[START MATERIALS PROVIDED]

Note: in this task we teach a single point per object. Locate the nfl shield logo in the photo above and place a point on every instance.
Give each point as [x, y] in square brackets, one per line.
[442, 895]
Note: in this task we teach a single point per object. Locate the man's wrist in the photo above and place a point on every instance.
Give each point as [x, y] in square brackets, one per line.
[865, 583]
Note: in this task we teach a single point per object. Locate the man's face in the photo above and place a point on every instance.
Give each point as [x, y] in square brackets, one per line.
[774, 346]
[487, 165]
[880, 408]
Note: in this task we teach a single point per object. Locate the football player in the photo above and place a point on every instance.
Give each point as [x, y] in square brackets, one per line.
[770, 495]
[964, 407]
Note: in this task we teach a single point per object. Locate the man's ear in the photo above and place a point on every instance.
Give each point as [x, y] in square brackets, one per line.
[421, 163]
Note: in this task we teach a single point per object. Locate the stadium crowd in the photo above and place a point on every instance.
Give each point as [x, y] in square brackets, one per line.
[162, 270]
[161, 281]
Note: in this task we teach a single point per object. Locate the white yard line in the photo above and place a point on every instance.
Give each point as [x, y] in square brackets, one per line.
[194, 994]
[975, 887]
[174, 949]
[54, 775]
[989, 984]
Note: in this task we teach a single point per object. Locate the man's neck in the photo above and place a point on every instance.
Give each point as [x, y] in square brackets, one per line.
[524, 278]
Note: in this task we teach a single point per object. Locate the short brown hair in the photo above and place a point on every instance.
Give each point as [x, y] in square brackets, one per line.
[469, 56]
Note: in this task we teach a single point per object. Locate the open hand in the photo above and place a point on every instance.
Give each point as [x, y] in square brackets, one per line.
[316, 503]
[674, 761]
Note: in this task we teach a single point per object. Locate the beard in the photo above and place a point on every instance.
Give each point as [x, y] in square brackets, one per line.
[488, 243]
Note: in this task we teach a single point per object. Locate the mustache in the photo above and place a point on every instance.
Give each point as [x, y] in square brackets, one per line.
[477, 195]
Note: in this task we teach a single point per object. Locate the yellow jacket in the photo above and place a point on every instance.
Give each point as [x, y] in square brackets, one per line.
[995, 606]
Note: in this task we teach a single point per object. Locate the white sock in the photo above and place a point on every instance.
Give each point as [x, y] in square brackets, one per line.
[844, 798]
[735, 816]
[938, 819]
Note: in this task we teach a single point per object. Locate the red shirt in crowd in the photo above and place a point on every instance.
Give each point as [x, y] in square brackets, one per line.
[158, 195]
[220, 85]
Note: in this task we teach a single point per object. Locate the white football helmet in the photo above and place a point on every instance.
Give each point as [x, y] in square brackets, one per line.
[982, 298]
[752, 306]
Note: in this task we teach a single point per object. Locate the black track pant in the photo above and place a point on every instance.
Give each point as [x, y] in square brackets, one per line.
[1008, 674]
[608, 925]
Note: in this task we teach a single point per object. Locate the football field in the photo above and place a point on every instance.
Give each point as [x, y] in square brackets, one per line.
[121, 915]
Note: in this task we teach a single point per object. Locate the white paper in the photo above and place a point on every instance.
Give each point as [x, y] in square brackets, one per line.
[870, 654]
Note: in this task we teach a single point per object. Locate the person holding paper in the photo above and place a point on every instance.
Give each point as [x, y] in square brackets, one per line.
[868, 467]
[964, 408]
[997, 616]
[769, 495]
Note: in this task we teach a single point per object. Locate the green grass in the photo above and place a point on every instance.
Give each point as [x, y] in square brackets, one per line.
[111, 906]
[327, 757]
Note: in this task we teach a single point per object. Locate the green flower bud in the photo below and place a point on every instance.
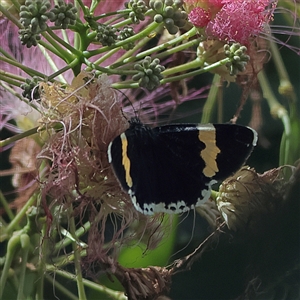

[END MATERIALS PROVIDED]

#### [WORK TO BE COMPLETED]
Render every line of the rows above as a JSON list of strings, one string per line, omitting blank lines and leaving out the pictures.

#### [WRITTEN ANSWER]
[
  "Note: in this task we teach a single point per object. Locate the nfl shield logo in the photo above and place a point on every instance.",
  "Give each point as [x, y] in square brackets, one per line.",
  "[442, 895]",
  "Note: in this task we teach a single point per object. Locate the man's wrist in the photo above and place a point on every instance.",
  "Give each point as [x, y] in square brackets, one per line.",
  "[865, 583]",
  "Note: in this task we teach a single point per object. Locate the man's face in the photo above and place a point on every instance.",
  "Give each point as [x, y] in square brackets, one per line.",
  "[774, 346]",
  "[487, 165]",
  "[880, 408]",
  "Note: in this task we teach a single point per object. Locate the football player in the photo above and place a point on every instance.",
  "Give each point as [x, y] in square brackets, one per line.",
  "[770, 495]",
  "[964, 407]",
  "Note: in this task we teach a single point per object. Locate the man's ear in the photo above and place a point on every instance.",
  "Give each point as [x, y] in square brackets, one per line.",
  "[421, 163]",
  "Note: in this task we teach a single point per object. Locate the stadium crowd in the photo above and place a point on every instance.",
  "Give each point as [x, y] in square brackets, one per line.",
  "[162, 270]",
  "[161, 281]",
  "Note: in this task we teach a single point per object. Locate the white yard line in the photo above and place a point on every instance.",
  "Give each point as [x, y] in square brackets, one per line.",
  "[194, 994]",
  "[975, 887]",
  "[174, 949]",
  "[54, 775]",
  "[989, 984]",
  "Note: in this task we teach a single point per object. Locate the man's neck in the photo above and place a point on every instance.",
  "Give each point as [x, y] in square brackets, one per line.",
  "[524, 278]",
  "Note: in this task we teach a single point per object. Locate the short brown hair in the photo above and place a point on every instance.",
  "Give each point as [x, y] in square brackets, one per line.",
  "[469, 56]",
  "Note: in this task we teach a single point per object. Locate the open hand in the photo above and place a point on every instance.",
  "Give each point as [x, y] in square brackets, one per line.",
  "[316, 503]",
  "[674, 761]",
  "Note: in this task we teach a single point per object. Locate the beard in the photo above and place a point on every instance.",
  "Give each point as [x, y] in square brackets, one per line.",
  "[488, 243]",
  "Note: in this task we teach a single point per object. Locate the mustache in the photo above and place a point on every instance.",
  "Give each point as [x, y] in square brackets, one per line.",
  "[477, 195]",
  "Note: in this task we teach a single point per object. Locate the yellow jacket in the photo above and place a point on every instance.",
  "Give each point as [x, y] in square brackets, one per line.",
  "[995, 606]",
  "Note: in this task we teach a single point per object. Locate the white sock in the photo above and place a point on every instance.",
  "Give each point as [x, y] in square brackets, one per line.",
  "[844, 798]",
  "[735, 816]",
  "[938, 819]",
  "Note: in this task we teach a single point per object. Locate the red shirt in crowd in the photo above and place a point on every instance.",
  "Give each point as [x, y] in square brackets, one per line.",
  "[158, 195]",
  "[220, 85]",
  "Note: in this task we teach a single point per object. Locate the white football helmet in the photo above and place a point on every instance.",
  "Give each point as [x, y] in square brackets, one per line.",
  "[982, 298]",
  "[752, 306]",
  "Note: in this task we teach a single point per object. Locate the black track pant in the photo above and place a point on every instance.",
  "Give each point as [x, y] in square brackets, one per line.",
  "[1008, 674]",
  "[608, 925]",
  "Note: in this task we teach a single point per object. Locate the football field in the photo above and place a point on every instance.",
  "Give each point as [x, y] in square brackets, one per line.",
  "[121, 915]",
  "Note: in this task we teach a single point per object. Locate the white paper in the photo above and place a point on every instance.",
  "Give each point as [x, y] in square brackets, one per line.",
  "[870, 654]",
  "Note: in this task we teach a single point per object. Locate the person holding paper in the photo above and place a point on every instance.",
  "Give each point as [x, y] in square brackets, one per line.",
  "[868, 467]",
  "[964, 408]",
  "[997, 616]",
  "[769, 495]",
  "Note: in this task we teach a single point per object. Locate the green grass in the photo above and place a point on every instance.",
  "Give each point as [x, y] in square brackets, one per line.",
  "[111, 906]",
  "[327, 757]",
  "Note: in this task we teach a single point per object. Locate the green flower bud in the photo below and place a point on every instance."
]